## Text extract
--- Start ---

Our deeply polarized society, divided along sectarian, ethnic, regional, racial, sexual/moral, generational, and socioeconomic lines, is at risk of being sundered as each group struggles to obtain the biggest slice of the pie, and the most prominent seat at the table. If the country were made of Silly Putty™, this might not be such a bad thing - society could simply be remolded by each interest group into the configuration most pleasing to its constituents. Again, if the country were a balloon, it would simply expand, stretching obligingly to accommodate all comers.
Alas, we do not live in a plastic, nor an infinitely-expansible political space. Further, and more lamentable, we do not live in a society that tolerates any but a zero-sum game of public discourse. The price demanded from both ends of the political spectrum for their contribution to the public discourse is the abandonment of the opposite party's claim to participate in the social forum. That is, both liberal and conservative alike demand exclusive access to the public podium. Their unspoken motto is, "we want our place at the table, and we'll not be happy until you give up your place."

--- End ---

## Recorded data
--- Start ---

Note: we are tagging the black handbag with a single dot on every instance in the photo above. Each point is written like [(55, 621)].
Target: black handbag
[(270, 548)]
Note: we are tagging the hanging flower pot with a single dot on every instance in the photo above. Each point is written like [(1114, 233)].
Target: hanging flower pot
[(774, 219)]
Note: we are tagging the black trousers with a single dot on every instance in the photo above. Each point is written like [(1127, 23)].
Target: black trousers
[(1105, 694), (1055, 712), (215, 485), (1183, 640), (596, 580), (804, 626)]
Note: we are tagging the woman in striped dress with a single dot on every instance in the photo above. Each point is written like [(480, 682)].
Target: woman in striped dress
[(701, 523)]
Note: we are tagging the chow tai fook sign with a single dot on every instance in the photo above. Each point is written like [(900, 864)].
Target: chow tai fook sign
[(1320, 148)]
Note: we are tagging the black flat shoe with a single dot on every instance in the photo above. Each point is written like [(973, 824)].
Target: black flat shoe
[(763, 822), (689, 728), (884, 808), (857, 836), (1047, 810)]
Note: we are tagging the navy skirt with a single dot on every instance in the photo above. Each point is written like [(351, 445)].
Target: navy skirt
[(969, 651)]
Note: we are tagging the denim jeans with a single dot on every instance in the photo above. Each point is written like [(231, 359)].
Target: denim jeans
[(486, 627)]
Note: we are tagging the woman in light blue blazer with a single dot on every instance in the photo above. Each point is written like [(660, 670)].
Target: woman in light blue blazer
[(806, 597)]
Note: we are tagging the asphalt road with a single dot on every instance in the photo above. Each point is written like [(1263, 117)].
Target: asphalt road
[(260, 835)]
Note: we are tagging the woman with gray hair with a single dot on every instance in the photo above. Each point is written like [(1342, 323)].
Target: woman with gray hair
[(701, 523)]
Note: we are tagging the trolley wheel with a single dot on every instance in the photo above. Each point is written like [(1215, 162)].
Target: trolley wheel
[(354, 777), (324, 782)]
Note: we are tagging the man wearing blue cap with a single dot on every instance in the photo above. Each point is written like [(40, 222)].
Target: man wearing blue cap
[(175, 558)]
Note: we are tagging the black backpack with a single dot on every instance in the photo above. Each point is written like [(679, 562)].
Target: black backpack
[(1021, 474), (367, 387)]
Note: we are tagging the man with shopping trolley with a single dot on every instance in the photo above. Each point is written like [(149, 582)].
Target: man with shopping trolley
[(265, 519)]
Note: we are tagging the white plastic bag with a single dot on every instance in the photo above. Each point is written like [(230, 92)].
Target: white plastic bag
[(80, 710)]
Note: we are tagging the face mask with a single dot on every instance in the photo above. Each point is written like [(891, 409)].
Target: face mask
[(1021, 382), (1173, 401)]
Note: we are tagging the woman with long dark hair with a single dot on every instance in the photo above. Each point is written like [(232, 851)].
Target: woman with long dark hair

--- End ---

## What you need to do
Pick up the essay above on our polarized society and its zero-sum public debate, and carry it on from its last sentence.

## The response
Note there, the use of "you" and "your." This is the invocation of the formless, generic "Other" that has been the villain of ideologues and demagogues for millennia. There always has to be a sinister "Other" available to vilify, and against whom to rally the people. The United States at the beginning of the 21st century is no different.
Americans are not, as a people, well disposed to allow other people to retain theirs while we take ours; we insist that someone give something up so that we can have more. Obviously (and understandably), those who are expecte to yield refust to surrender their values until those demanding the surrender first give up their own values.
The result is social stasis, a stagnation that can only serve to ossify (and, ultimately, to putrefy) society. Ponds go stagnant; streams never do. The warning and lesson for society should be plain. Yet, this stagnating stillness is so easily, so blithely papers over, one can only wonder if anyone actually realizes what is happening.
George W. Bush believed that the United States's fight against terrorism was an advancement of our society. "Freedom is on the march," his administration and its pundits proclaimed, while at home the hidden, unackowledtged wounds inflicted on the body politic continued to fester. As poison built up in the political system, no one dared call 9-1-1, because to do so would be to admit failure of their stewardship of the body politic.
Notwithstanding the technological wonder of the campaign waged in Iraq in the spring of 2003, the United States's taking-up of arms against an invisible for was the latter-day Phony War against terrorism. Our modern imperial Goliath will be no better able definitively to subdue a guerrilla enemy who hides in the trackless sands of its patron outlaw nations that that same Goliath was successful against the guerrillas in the trackless jungles of Vietnam forty-plus years ago.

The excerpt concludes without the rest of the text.